### Source data ###
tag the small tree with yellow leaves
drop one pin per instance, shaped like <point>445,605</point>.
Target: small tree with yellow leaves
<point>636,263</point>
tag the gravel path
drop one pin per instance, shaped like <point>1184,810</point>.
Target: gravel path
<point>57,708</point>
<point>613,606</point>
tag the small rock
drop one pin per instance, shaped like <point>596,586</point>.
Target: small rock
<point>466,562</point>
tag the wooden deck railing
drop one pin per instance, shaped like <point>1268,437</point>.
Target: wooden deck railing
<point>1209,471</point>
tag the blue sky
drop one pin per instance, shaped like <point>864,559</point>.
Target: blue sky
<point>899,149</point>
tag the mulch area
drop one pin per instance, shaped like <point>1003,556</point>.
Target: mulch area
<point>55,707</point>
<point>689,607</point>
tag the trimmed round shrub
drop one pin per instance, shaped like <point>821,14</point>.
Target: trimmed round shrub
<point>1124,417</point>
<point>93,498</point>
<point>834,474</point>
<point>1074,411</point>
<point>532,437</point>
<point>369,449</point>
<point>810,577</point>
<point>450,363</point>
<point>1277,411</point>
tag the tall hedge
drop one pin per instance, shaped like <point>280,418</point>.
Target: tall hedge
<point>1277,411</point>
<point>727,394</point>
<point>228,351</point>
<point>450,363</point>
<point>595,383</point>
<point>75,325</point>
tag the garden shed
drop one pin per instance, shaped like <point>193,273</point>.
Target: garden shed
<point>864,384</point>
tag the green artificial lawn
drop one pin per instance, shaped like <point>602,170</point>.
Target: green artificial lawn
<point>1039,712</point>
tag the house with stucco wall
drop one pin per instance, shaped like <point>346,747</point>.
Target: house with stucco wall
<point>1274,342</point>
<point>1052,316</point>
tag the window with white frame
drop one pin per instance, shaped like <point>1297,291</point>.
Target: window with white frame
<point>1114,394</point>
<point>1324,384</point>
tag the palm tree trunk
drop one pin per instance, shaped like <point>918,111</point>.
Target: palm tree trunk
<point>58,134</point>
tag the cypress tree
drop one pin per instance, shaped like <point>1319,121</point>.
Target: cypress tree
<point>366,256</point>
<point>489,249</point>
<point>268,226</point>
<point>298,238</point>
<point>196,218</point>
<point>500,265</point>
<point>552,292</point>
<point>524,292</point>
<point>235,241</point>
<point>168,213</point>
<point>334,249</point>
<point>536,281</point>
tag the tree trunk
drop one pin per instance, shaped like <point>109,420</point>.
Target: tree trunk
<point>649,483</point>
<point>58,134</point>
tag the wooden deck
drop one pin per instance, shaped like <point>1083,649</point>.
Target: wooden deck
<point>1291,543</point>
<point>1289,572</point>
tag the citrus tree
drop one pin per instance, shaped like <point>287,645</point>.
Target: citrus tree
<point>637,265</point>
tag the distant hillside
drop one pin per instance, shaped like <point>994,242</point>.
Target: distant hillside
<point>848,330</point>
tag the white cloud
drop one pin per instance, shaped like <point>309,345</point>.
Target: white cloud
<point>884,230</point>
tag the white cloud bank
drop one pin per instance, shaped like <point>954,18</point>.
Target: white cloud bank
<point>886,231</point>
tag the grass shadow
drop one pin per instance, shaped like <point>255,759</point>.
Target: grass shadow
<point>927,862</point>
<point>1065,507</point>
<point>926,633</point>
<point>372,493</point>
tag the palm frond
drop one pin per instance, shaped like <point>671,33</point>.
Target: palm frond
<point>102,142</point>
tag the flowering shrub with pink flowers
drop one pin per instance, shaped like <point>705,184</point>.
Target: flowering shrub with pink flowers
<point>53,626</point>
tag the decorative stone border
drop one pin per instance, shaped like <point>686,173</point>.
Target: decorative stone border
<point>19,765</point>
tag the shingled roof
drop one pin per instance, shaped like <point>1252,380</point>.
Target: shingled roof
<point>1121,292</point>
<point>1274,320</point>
###
Up to and including the line with "drop one pin per instance, shaped like <point>346,747</point>.", print every line of the records from the start.

#### Response to this task
tag the small tree with yellow leaves
drop one pin per instance, shaped like <point>445,605</point>.
Target: small tree with yellow leaves
<point>636,263</point>
tag the gravel path
drop one pin per instance, shaped like <point>1184,810</point>.
Target: gravel path
<point>57,708</point>
<point>613,606</point>
tag the small rock
drop one pin per instance, shaped like <point>596,586</point>.
Target: small rock
<point>466,562</point>
tag the wooden deck railing
drop one pin per instance, shaped like <point>1268,437</point>.
Target: wooden deck railing
<point>1209,471</point>
tag the blue sky
drop one pin per instance, shaped like <point>864,559</point>.
Target: blue sky
<point>899,149</point>
tag the mulch area
drop one pin per instance, shaped like <point>1003,556</point>.
Target: mulch area
<point>55,707</point>
<point>689,607</point>
tag the trimmed round shrub
drop one pin per instance, shaped like <point>821,14</point>.
Target: trimmed round shrub
<point>1124,417</point>
<point>93,498</point>
<point>834,474</point>
<point>1074,411</point>
<point>532,437</point>
<point>369,449</point>
<point>810,577</point>
<point>450,363</point>
<point>1277,411</point>
tag the tall hedge
drop one pin per instance, shaped like <point>280,418</point>.
Target: tall hedge
<point>1277,411</point>
<point>727,394</point>
<point>228,351</point>
<point>450,363</point>
<point>595,383</point>
<point>75,325</point>
tag the garden shed
drop one pin per instance, shaped like <point>193,273</point>.
Target: garden shed
<point>864,384</point>
tag the green artificial lawn
drop one pin per instance, shaped like <point>602,170</point>.
Target: green artificial lawn
<point>1039,712</point>
tag the house with stucco wall
drop one pin per instance, shaped like <point>346,747</point>.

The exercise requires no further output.